■ What to produce:
Update the lines from the one containing "job: give the outline of every instance of the azalea" through the one containing "target: azalea flower", inclusive, by changing "azalea flower" to "azalea blossom" and leaving everything else as is. Return only those lines.

■ Exercise data:

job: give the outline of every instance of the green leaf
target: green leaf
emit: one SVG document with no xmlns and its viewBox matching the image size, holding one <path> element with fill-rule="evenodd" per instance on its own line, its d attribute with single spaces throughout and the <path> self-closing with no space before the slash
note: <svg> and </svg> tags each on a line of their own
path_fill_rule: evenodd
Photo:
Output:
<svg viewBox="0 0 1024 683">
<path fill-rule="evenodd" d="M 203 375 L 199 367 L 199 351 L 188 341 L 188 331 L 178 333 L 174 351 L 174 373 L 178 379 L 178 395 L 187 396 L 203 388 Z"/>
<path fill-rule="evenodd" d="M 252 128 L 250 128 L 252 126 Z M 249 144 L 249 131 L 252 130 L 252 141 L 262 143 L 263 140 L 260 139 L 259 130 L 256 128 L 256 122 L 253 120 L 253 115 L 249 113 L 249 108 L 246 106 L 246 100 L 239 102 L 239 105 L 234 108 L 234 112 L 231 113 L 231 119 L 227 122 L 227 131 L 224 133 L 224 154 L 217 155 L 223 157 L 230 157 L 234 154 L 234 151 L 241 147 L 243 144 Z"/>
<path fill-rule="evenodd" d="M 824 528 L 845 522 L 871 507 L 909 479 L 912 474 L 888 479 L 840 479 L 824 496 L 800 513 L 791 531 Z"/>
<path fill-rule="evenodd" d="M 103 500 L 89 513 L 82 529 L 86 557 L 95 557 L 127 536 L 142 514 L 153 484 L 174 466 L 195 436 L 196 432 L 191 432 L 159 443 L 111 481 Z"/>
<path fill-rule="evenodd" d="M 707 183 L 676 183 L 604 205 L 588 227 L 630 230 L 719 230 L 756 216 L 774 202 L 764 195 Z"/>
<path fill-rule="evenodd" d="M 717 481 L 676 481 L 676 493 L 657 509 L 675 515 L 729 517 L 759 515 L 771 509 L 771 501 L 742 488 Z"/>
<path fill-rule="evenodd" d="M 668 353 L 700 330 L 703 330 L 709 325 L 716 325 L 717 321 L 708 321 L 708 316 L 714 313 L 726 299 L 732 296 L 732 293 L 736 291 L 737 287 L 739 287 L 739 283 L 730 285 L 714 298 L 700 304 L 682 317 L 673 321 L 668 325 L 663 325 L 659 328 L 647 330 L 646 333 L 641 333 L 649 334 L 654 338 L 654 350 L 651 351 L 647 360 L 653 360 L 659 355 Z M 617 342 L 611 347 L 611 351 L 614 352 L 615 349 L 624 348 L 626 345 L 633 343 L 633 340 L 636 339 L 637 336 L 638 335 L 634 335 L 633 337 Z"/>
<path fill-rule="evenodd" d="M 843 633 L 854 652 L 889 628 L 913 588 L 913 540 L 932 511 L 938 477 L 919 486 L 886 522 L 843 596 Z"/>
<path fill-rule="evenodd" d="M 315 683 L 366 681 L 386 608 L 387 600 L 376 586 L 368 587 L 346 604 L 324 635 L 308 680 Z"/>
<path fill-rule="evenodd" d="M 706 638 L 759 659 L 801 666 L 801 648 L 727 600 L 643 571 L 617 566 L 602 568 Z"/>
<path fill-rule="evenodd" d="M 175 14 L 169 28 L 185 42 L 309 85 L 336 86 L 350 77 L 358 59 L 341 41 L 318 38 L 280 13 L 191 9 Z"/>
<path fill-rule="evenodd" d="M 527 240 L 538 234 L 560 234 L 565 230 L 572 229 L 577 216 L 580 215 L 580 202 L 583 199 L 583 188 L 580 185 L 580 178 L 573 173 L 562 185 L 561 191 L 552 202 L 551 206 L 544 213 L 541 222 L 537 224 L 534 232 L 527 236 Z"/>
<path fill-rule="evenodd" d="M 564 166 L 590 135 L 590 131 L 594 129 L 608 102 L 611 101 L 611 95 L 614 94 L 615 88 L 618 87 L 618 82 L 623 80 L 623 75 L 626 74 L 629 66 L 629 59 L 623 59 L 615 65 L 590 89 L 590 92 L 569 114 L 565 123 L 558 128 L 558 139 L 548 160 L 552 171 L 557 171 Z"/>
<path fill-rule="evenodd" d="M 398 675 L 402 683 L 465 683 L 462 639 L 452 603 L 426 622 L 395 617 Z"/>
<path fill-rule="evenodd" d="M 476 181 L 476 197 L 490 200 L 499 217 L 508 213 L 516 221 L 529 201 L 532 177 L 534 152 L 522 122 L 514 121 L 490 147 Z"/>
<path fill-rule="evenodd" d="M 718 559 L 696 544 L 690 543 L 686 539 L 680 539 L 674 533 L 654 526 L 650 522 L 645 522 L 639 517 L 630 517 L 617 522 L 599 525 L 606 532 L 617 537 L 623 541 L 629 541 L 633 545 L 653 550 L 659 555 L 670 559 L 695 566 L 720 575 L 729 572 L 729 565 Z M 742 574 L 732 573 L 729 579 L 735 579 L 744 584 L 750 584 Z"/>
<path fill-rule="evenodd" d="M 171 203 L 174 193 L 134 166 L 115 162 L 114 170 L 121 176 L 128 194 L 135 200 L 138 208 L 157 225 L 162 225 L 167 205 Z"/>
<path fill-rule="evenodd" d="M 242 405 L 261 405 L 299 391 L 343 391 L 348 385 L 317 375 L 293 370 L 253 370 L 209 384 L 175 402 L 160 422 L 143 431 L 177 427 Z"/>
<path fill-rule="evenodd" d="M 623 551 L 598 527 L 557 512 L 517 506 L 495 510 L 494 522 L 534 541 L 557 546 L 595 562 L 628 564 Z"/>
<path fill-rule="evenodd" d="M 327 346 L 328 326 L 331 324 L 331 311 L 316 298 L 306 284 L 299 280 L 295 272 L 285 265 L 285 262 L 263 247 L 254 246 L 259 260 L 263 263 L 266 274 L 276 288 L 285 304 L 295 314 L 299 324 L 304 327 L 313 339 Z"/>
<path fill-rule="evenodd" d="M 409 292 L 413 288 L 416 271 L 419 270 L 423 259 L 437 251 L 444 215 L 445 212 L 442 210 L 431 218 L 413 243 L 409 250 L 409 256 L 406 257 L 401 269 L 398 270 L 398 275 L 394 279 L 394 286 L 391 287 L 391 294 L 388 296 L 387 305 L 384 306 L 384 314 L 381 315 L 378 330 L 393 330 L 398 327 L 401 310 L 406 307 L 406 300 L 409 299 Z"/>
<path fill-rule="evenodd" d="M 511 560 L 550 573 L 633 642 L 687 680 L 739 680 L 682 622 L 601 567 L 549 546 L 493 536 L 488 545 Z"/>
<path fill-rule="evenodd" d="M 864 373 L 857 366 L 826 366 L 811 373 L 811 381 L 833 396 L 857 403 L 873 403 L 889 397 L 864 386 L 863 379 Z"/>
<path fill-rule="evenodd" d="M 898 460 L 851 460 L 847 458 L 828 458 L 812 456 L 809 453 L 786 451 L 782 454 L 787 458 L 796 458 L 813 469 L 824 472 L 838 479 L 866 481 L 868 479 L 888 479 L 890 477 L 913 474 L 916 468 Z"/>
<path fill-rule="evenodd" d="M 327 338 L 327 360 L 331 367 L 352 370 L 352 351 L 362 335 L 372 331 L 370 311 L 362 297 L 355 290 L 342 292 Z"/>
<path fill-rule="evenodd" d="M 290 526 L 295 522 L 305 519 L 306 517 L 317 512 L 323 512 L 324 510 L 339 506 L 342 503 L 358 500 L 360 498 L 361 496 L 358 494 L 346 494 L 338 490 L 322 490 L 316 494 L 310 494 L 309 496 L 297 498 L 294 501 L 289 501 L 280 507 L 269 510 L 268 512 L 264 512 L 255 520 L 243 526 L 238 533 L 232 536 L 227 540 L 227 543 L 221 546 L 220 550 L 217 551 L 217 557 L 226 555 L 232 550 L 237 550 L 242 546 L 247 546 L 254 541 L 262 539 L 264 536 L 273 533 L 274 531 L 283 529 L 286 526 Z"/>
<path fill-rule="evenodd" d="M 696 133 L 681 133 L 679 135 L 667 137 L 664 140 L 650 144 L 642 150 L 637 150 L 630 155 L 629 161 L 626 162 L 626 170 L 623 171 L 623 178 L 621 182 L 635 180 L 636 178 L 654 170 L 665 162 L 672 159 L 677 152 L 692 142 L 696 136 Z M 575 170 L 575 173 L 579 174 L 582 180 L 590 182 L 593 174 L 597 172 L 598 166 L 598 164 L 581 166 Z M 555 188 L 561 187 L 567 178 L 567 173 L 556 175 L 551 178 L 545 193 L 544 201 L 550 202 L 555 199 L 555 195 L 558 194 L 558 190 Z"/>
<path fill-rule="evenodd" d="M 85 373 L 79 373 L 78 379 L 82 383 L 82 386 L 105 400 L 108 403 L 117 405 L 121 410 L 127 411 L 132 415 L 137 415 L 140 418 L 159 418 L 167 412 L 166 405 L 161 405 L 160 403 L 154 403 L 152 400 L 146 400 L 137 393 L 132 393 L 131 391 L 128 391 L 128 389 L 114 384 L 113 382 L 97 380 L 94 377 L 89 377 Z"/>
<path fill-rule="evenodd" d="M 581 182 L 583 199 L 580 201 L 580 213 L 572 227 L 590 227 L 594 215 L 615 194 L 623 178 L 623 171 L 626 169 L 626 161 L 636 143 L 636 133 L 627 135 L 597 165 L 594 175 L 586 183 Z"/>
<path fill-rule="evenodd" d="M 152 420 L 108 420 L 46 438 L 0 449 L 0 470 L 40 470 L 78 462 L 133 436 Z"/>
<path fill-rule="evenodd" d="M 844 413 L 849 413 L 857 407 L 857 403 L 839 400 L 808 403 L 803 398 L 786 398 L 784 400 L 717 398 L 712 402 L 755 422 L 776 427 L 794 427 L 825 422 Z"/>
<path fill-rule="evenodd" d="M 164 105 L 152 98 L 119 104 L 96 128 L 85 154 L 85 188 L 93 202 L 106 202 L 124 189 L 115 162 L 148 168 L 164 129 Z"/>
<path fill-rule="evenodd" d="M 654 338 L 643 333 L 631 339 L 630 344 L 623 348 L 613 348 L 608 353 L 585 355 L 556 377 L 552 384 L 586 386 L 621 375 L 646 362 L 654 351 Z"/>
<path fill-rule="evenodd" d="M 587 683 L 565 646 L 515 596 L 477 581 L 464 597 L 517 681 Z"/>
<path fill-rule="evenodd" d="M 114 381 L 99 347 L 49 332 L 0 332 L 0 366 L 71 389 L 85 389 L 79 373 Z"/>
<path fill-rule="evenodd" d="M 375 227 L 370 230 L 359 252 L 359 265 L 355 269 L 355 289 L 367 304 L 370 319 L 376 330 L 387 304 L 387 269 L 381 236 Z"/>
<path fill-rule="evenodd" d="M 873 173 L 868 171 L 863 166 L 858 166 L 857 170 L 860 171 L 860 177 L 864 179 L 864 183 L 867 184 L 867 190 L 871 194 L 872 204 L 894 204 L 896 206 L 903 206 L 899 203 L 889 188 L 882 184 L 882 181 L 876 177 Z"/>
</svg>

...

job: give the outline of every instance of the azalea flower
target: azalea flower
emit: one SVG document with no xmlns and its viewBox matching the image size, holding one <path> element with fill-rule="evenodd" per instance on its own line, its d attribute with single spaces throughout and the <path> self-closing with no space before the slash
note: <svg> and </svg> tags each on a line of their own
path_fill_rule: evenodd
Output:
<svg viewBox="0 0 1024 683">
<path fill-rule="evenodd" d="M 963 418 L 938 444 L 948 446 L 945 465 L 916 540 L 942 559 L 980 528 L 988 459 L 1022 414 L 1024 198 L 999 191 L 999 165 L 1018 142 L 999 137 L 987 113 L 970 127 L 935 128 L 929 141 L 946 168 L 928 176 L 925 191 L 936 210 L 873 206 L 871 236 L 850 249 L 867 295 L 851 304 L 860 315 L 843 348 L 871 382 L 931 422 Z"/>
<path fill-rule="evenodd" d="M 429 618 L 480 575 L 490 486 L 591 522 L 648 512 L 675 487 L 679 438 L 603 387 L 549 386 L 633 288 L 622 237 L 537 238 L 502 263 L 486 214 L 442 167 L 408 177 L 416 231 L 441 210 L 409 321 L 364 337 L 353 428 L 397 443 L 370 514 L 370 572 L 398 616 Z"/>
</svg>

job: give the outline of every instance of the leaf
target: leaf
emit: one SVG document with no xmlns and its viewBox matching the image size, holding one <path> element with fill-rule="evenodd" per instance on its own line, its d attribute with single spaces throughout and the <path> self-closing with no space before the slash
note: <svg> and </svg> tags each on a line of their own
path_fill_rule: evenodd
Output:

■ Task response:
job: give the outline of every instance of the azalea blossom
target: azalea blossom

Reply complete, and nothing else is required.